▶ _Task to complete_
Starting at the top of the data and ending with the line that holds "Target: ocean water", transcribe each line exactly; include both ends.

▶ _Dataset extract_
BEGIN
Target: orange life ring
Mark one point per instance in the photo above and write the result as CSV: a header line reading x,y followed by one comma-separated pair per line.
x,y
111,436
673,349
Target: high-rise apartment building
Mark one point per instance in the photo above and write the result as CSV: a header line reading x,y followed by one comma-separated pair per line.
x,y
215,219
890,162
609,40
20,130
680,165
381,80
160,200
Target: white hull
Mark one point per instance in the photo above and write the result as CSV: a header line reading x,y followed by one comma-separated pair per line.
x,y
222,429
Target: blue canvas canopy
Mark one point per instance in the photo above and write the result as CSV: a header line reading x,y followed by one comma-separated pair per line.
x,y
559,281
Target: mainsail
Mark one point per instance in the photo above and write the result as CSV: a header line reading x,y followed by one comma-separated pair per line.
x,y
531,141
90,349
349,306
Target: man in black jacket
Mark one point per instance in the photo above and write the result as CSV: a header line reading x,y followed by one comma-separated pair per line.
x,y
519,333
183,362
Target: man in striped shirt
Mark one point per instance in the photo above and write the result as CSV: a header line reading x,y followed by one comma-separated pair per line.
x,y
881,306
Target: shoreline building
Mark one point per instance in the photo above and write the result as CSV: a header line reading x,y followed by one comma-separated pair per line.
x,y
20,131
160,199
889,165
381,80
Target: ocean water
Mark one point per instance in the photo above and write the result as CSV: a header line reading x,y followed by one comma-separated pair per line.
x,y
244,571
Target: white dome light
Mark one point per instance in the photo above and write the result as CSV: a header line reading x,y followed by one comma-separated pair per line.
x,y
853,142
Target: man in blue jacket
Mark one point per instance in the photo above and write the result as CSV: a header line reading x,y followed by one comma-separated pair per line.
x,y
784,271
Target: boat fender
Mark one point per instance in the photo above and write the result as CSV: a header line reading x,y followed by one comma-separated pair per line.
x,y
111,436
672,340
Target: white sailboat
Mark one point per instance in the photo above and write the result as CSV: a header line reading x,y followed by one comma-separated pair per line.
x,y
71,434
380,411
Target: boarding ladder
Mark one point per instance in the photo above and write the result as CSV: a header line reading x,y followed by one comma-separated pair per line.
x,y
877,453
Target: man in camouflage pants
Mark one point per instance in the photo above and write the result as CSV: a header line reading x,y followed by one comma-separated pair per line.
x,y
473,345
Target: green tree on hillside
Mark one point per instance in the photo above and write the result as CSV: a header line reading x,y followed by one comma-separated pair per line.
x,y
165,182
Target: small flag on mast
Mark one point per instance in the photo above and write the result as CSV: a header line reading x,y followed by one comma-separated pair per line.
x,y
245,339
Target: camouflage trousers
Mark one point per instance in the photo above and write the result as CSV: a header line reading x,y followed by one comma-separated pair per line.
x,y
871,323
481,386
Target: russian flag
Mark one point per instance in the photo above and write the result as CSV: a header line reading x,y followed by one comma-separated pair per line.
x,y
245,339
END
▶ _Solution for this task_
Target: orange life ring
Mark one point per instance in the photo above and write the result as CSV: a header line reading x,y followed by one comma-separated pair per line.
x,y
111,436
673,349
Target: high-rise apartment building
Mark one point per instance in the photo above and write the result as CSV: a header line reading x,y followed by one comma-separated pair per line.
x,y
215,219
890,162
609,40
20,130
680,165
381,80
160,200
Target: white hull
Mark one point per instance in the photo above and write the result as CSV: a header line reading x,y followed by one comma-separated pair per line.
x,y
222,429
Target: blue canvas canopy
Mark one point per instance in the photo above and write the result as CSV: a header line reading x,y followed by one comma-separated pair per line.
x,y
559,281
Target: mainsail
Mark one point per instance in the photo above and write the result as CSV: a header line reading x,y followed by one comma-separated pair per line.
x,y
531,141
90,349
349,306
Target: man in black jacket
Mark one point per instance in the photo above and write the result as CSV: a header line reading x,y followed by one comma-separated pair per line.
x,y
519,333
183,362
Target: man in striped shirt
Mark one point per instance in the photo above and write the result as CSV: a header line reading x,y followed by one comma-separated pair per line.
x,y
881,306
Target: shoreline building
Mark one point per instance in the photo above and write the result as CSV: a header line reading x,y followed by one comma-separated pair per line.
x,y
20,131
160,199
889,165
381,80
Target: ocean water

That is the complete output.